→ Your goal:
Scale the lines from the start of the entries through the line holding "[296,15,376,88]", inclusive, and write them all out again with the request text unchanged. Multiply every bounding-box coordinate in the answers by 1.1 and round to whole numbers, with halves rounded up, and leave out the pictures.

-------- Exercise input --------

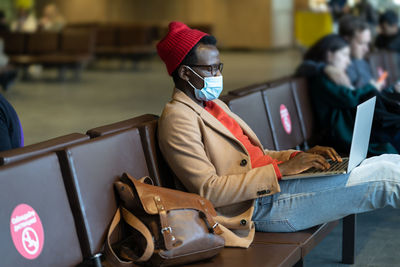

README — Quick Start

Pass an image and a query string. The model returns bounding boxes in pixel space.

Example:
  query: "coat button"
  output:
[257,189,271,196]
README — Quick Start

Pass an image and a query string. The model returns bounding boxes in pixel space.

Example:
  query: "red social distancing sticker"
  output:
[280,104,292,134]
[10,204,44,260]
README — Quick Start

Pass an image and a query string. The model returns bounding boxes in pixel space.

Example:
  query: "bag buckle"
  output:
[161,226,172,234]
[213,222,218,229]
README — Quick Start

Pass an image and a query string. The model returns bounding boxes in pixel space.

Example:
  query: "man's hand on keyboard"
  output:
[278,151,336,176]
[307,146,342,162]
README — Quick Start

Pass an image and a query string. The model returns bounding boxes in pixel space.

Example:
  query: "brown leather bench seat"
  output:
[0,153,82,267]
[0,133,89,165]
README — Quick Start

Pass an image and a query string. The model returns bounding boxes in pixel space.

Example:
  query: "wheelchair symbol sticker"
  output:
[10,204,44,260]
[279,104,292,134]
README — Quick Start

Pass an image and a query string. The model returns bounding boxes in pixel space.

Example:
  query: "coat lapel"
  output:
[173,88,263,154]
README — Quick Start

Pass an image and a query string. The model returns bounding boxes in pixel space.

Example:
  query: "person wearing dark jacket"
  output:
[304,34,400,155]
[375,10,400,52]
[0,95,24,151]
[296,15,376,88]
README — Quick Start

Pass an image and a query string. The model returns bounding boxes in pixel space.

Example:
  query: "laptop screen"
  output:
[347,96,376,173]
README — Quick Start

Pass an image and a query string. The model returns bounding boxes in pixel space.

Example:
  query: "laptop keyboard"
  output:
[303,158,349,173]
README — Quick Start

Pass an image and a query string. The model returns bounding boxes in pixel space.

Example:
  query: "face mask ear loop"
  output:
[186,66,204,90]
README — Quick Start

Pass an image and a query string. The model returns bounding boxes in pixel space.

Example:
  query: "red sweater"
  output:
[205,101,286,179]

--------

→ Solution to the exercise:
README — Quick Start

Pass an image and a query string. The model returns bounding boxes in pixel space.

Example:
  query: "coat button"
  output:
[283,208,298,216]
README — Quick Start

Pass an image and a query string. The model returns bounding boxes in pixel space.

Example:
  query: "red social distancing sticker"
  output:
[308,114,321,147]
[11,224,48,286]
README — Quick Start

Pass an image and a query string. The model returns bounding boxes in pixel space.

Example:
  query: "bag buckle"
  output:
[177,249,189,257]
[234,244,240,252]
README — Quick Start

Pass an image and a query string. The model returns bounding boxes in pixel space.

Example:
  query: "man's hand on keyboard"
  output:
[306,166,370,194]
[338,161,376,178]
README — Quick Start

Pass an image and a query string. The model returns bounding boxes in pixel space.

Example:
  query: "brown leather bench seat"
  output:
[0,168,90,294]
[0,146,98,182]
README — Quick Start

Pass an image and a query string. The model returns bounding boxes in pixel space.

Example:
  query: "wheelchair symbol sticker"
  output:
[11,224,48,286]
[307,114,321,147]
README — Quick Start

Pass an image and a query string. The model returns bounding boxes in pixel space.

Example:
  query: "coat lapel"
  output:
[190,97,289,169]
README — Quick Start

Pass an image and a query string. The model returns bounding boxes in pixel space.

Example:
  query: "person wearing dark jacket"
  output:
[334,37,440,171]
[413,11,440,57]
[0,105,26,166]
[326,17,414,97]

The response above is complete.